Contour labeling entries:
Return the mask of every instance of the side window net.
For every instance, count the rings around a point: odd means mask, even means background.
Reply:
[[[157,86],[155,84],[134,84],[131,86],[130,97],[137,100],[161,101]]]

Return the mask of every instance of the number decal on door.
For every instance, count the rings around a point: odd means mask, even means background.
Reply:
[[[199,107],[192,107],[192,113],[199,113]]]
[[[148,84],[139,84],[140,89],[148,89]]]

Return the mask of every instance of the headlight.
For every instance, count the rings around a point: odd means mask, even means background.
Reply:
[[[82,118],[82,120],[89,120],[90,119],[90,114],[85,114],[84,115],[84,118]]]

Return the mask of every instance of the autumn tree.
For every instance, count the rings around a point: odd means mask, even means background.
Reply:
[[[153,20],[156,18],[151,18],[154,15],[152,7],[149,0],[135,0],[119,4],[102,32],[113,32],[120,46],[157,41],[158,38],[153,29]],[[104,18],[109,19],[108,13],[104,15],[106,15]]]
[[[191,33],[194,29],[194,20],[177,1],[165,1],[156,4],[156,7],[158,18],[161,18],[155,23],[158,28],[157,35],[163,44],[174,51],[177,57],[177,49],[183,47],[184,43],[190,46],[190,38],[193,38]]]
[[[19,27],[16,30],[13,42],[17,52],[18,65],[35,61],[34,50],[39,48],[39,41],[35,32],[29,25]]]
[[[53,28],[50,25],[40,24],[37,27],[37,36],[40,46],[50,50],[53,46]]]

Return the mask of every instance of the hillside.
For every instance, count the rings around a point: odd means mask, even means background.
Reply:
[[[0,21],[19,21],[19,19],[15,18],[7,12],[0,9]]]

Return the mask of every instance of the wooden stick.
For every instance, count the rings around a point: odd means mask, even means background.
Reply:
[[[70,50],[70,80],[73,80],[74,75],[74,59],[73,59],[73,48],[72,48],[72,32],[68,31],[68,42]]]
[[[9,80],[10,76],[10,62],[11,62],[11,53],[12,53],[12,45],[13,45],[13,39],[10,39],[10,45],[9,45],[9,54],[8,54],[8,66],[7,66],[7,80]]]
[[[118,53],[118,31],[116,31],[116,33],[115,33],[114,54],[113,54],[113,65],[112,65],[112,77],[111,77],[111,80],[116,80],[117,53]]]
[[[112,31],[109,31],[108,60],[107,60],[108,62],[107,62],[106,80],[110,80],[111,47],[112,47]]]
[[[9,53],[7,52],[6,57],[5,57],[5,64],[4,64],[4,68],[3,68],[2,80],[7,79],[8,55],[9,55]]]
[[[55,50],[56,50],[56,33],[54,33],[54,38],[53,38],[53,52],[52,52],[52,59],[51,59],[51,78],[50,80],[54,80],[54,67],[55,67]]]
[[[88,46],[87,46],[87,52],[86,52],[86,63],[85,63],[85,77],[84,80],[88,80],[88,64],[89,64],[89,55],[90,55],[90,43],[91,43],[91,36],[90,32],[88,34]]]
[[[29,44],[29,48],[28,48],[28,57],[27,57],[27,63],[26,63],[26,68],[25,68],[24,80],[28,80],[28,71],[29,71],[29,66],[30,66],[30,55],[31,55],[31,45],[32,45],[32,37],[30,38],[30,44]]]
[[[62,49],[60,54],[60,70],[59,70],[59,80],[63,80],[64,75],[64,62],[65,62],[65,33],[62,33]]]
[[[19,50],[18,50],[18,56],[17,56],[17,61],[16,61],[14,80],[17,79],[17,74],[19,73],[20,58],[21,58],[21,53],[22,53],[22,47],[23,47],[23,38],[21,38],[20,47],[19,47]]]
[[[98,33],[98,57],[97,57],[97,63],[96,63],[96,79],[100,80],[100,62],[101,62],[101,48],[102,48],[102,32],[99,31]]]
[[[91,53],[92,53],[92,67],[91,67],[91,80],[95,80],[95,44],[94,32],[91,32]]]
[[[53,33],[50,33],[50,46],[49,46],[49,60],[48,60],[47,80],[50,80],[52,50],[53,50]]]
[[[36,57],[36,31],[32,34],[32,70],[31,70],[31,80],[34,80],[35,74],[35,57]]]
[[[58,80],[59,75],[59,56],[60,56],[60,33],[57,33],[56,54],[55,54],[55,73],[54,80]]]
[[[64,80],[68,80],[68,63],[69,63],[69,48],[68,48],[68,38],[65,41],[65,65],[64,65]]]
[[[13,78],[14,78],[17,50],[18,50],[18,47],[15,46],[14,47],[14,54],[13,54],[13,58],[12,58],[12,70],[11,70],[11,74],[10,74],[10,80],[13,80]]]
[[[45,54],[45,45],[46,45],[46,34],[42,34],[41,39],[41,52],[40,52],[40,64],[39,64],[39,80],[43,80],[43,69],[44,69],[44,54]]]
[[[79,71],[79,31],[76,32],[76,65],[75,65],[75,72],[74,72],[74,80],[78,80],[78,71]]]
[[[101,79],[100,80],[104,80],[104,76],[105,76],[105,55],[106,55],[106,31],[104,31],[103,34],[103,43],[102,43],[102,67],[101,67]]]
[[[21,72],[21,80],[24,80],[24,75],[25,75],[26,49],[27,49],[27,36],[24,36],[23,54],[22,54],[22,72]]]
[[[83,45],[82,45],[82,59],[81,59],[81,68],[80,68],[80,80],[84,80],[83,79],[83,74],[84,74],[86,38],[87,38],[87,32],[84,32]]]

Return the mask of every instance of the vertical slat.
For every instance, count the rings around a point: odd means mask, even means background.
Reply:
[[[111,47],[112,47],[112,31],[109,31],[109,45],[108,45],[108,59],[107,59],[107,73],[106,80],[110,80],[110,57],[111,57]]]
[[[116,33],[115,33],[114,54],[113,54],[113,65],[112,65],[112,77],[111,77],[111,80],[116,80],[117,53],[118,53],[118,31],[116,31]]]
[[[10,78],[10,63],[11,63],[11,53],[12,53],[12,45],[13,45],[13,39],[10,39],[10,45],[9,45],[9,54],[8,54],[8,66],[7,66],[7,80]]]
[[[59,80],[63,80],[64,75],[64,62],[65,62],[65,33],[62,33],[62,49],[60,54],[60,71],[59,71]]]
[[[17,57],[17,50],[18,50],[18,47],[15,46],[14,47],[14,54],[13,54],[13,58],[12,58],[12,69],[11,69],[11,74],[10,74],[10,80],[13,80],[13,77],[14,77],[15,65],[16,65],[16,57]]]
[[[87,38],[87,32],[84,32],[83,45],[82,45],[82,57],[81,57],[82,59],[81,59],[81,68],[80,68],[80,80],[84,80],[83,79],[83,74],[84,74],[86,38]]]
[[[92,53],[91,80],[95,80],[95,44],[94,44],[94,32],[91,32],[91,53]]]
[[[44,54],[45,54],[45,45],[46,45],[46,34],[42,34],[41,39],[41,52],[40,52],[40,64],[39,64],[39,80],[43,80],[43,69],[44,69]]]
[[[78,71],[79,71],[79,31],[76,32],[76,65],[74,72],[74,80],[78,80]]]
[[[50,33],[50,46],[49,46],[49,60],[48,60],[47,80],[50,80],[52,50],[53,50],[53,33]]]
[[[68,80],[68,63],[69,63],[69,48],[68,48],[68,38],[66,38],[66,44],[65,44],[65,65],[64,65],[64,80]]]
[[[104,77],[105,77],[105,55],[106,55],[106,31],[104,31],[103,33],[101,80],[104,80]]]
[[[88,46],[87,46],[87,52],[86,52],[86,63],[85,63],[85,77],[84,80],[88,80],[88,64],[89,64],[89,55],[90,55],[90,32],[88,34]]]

--- Exercise goal ---
Copy every one of the entries above word for word, with every line and number kept the same.

--- Reply to the exercise ---
Return the mask of every instance of the side window net.
For every instance, count the rings around a point: odd means mask, even means background.
Reply:
[[[157,86],[155,84],[134,84],[131,86],[130,97],[137,100],[161,101]]]

Return the mask of every instance of the number decal on door.
For every instance, count the rings around a point: odd means mask, even means background.
Reply:
[[[199,107],[192,107],[192,113],[199,113]]]
[[[148,84],[139,84],[140,89],[148,89]]]

Return the mask of every instance of the headlight.
For every instance, count the rings around a point: odd means mask, even means background.
Reply:
[[[82,118],[82,120],[89,120],[90,119],[90,114],[85,114],[84,115],[84,118]]]

Return the mask of every instance of the autumn tree.
For every instance, count the rings around a point: odd means mask, even means background.
Reply:
[[[153,20],[156,18],[151,18],[154,15],[152,7],[149,0],[135,0],[119,4],[102,32],[113,32],[120,46],[157,41],[158,38],[153,29]],[[104,18],[109,19],[108,13],[104,15],[106,15]]]
[[[191,33],[194,29],[194,20],[177,1],[165,1],[156,4],[156,7],[158,18],[161,18],[155,23],[158,28],[157,35],[163,44],[174,51],[177,57],[177,49],[183,47],[184,43],[190,46],[190,38],[193,38]]]
[[[19,27],[16,30],[13,42],[17,52],[18,65],[35,61],[34,50],[39,48],[39,41],[35,32],[29,25]]]
[[[53,28],[50,25],[40,24],[37,27],[37,36],[40,46],[50,50],[53,46]]]

Return the mask of every instance of the hillside.
For every instance, count the rings around a point: odd means mask, even means background.
Reply:
[[[0,21],[19,21],[19,19],[15,18],[7,12],[0,9]]]

Return the mask of every instance of the wooden stick.
For every instance, count the rings around a point: odd means mask, even means background.
Reply:
[[[70,50],[70,80],[73,80],[74,75],[74,59],[73,59],[73,48],[72,48],[72,32],[68,31],[68,42]]]
[[[9,80],[10,76],[10,62],[11,62],[11,53],[12,53],[12,45],[13,45],[13,39],[10,39],[10,45],[9,45],[9,54],[8,54],[8,66],[7,66],[7,80]]]
[[[118,53],[118,31],[116,31],[116,33],[115,33],[114,54],[113,54],[113,65],[112,65],[112,77],[111,77],[111,80],[116,80],[117,53]]]
[[[112,31],[109,31],[108,60],[107,60],[108,62],[107,62],[106,80],[110,80],[111,47],[112,47]]]
[[[9,53],[7,52],[6,57],[5,57],[5,64],[4,64],[4,68],[3,68],[2,80],[7,79],[8,55],[9,55]]]
[[[55,50],[56,50],[56,33],[54,33],[54,38],[53,38],[53,52],[52,52],[52,59],[51,59],[51,78],[50,80],[54,80],[54,67],[55,67]]]
[[[88,46],[87,46],[87,52],[86,52],[86,63],[85,63],[85,77],[84,80],[88,80],[88,64],[89,64],[89,55],[90,55],[90,43],[91,43],[91,36],[90,32],[88,34]]]
[[[29,44],[29,48],[28,48],[28,57],[27,57],[27,63],[26,63],[26,68],[25,68],[24,80],[28,80],[28,71],[29,71],[29,66],[30,66],[30,55],[31,55],[31,45],[32,45],[32,37],[30,38],[30,44]]]
[[[62,49],[60,54],[60,70],[59,70],[59,80],[63,80],[64,75],[64,62],[65,62],[65,33],[62,33]]]
[[[19,50],[18,50],[18,56],[17,56],[17,61],[16,61],[14,80],[17,79],[17,74],[19,73],[20,58],[21,58],[21,53],[22,53],[22,47],[23,47],[23,38],[21,38],[20,47],[19,47]]]
[[[98,33],[98,57],[97,57],[97,63],[96,63],[96,79],[100,80],[100,62],[101,62],[101,48],[102,48],[102,32],[99,31]]]
[[[91,53],[92,53],[92,67],[91,67],[91,80],[95,80],[95,44],[94,32],[91,32]]]
[[[53,33],[50,33],[50,46],[49,46],[49,60],[48,60],[47,80],[50,80],[52,50],[53,50]]]
[[[36,57],[36,31],[32,34],[32,70],[31,70],[31,80],[34,80],[35,74],[35,57]]]
[[[58,80],[59,75],[59,56],[60,56],[60,33],[57,33],[56,54],[55,54],[55,73],[54,80]]]
[[[64,80],[68,80],[68,63],[69,63],[69,48],[68,48],[68,38],[65,41],[65,65],[64,65]]]
[[[13,78],[14,78],[17,50],[18,50],[18,47],[15,46],[14,47],[14,54],[13,54],[13,58],[12,58],[12,70],[11,70],[11,74],[10,74],[10,80],[13,80]]]
[[[45,54],[45,45],[46,45],[46,34],[42,34],[41,39],[41,52],[40,52],[40,64],[39,64],[39,80],[43,80],[43,69],[44,69],[44,54]]]
[[[79,71],[79,31],[76,32],[76,65],[75,65],[75,72],[74,72],[74,80],[78,80],[78,71]]]
[[[101,79],[100,80],[104,80],[104,76],[105,76],[105,55],[106,55],[106,31],[104,31],[103,34],[103,43],[102,43],[102,67],[101,67]]]
[[[21,72],[21,80],[24,80],[24,75],[25,75],[26,49],[27,49],[27,36],[24,36],[23,54],[22,54],[22,72]]]
[[[83,45],[82,45],[82,59],[81,59],[81,68],[80,68],[80,80],[84,80],[83,79],[83,74],[84,74],[86,38],[87,38],[87,32],[84,32]]]

Return the mask of every instance of the vertical slat.
For every instance, count the rings around a point: odd means mask, even means background.
Reply:
[[[111,47],[112,47],[112,31],[109,31],[109,45],[108,45],[108,59],[107,59],[107,73],[106,80],[110,80],[110,57],[111,57]]]
[[[116,33],[115,33],[114,54],[113,54],[113,65],[112,65],[112,77],[111,77],[111,80],[116,80],[117,53],[118,53],[118,31],[116,31]]]
[[[10,78],[10,63],[11,63],[11,53],[12,53],[12,45],[13,45],[13,39],[10,39],[10,45],[9,45],[9,54],[8,54],[8,66],[7,66],[7,80]]]
[[[59,80],[63,80],[64,75],[64,62],[65,62],[65,33],[62,33],[62,49],[60,54],[60,71],[59,71]]]
[[[17,57],[17,50],[18,50],[18,47],[15,46],[14,47],[14,54],[13,54],[13,58],[12,58],[12,69],[11,69],[11,74],[10,74],[10,80],[13,80],[13,77],[14,77],[15,65],[16,65],[16,57]]]
[[[87,38],[87,32],[84,32],[83,45],[82,45],[82,57],[81,57],[82,59],[81,59],[81,68],[80,68],[80,80],[84,80],[83,79],[83,74],[84,74],[86,38]]]
[[[92,53],[91,80],[95,80],[95,44],[94,44],[94,32],[91,32],[91,53]]]
[[[44,54],[45,54],[45,45],[46,45],[46,34],[42,34],[41,39],[41,52],[40,52],[40,64],[39,64],[39,80],[43,80],[43,69],[44,69]]]
[[[78,71],[79,71],[79,31],[76,32],[76,65],[74,72],[74,80],[78,80]]]
[[[50,33],[50,46],[49,46],[49,60],[48,60],[47,80],[50,80],[52,50],[53,50],[53,33]]]
[[[68,80],[68,63],[69,63],[69,48],[68,48],[68,38],[66,38],[66,44],[65,44],[65,65],[64,65],[64,80]]]
[[[104,77],[105,77],[105,55],[106,55],[106,31],[104,31],[103,33],[101,80],[104,80]]]
[[[88,46],[87,46],[87,52],[86,52],[86,63],[85,63],[85,77],[84,80],[88,80],[88,64],[89,64],[89,55],[90,55],[90,32],[88,34]]]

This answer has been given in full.